EXERCISE OBJECTIVE: Copy the records below word for word, from their first line through the line with "left=0, top=0, right=236, bottom=150", including that line.

Items from a labeling collection
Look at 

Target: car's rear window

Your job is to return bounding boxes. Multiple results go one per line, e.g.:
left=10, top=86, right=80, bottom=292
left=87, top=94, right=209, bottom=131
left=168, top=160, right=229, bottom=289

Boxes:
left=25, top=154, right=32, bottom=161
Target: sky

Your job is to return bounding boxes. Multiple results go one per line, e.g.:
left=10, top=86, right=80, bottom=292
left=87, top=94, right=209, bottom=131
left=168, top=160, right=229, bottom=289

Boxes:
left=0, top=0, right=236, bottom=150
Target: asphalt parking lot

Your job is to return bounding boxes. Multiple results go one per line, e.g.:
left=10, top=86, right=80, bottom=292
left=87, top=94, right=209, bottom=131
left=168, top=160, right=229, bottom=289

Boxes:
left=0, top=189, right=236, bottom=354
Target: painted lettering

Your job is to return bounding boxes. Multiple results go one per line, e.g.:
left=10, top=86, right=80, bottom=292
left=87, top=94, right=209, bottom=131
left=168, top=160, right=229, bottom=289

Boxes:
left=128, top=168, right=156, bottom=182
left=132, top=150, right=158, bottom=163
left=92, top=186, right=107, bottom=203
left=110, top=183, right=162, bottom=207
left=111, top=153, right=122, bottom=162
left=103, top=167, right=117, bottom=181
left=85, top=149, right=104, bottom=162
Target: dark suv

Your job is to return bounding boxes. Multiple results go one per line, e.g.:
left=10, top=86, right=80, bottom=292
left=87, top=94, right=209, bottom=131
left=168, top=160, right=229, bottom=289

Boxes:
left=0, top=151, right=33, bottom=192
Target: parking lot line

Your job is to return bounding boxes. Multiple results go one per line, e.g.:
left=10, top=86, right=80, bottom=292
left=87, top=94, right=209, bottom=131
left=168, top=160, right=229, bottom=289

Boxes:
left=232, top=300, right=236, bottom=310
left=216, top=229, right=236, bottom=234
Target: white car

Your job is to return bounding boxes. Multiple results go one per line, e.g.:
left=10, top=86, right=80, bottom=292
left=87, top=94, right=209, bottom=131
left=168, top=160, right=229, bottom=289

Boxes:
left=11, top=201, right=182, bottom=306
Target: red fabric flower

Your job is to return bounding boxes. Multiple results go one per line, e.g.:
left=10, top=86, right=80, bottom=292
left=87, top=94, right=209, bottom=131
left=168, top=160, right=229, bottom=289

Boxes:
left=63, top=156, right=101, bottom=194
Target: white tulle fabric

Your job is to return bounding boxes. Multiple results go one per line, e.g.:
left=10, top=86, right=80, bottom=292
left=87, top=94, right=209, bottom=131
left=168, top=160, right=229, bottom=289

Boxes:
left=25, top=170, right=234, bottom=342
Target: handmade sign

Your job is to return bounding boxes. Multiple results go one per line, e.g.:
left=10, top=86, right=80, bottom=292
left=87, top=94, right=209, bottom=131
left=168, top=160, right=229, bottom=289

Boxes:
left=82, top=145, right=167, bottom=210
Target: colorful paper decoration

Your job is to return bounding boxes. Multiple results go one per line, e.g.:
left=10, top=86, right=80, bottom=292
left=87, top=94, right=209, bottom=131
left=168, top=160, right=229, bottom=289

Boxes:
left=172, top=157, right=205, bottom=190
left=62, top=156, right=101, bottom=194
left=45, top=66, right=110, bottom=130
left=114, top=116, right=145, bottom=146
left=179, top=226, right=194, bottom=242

THE RESPONSE:
Look at 

Target: car's rear window

Your job is to return bounding boxes. Multiple results go one per line, e.g.:
left=10, top=86, right=80, bottom=292
left=87, top=94, right=209, bottom=131
left=168, top=160, right=229, bottom=289

Boxes:
left=25, top=154, right=32, bottom=161
Target: sky

Your job is to return bounding boxes. Multiple results go one per line, e.g.:
left=10, top=86, right=80, bottom=292
left=87, top=94, right=209, bottom=131
left=168, top=160, right=229, bottom=289

Boxes:
left=0, top=0, right=236, bottom=150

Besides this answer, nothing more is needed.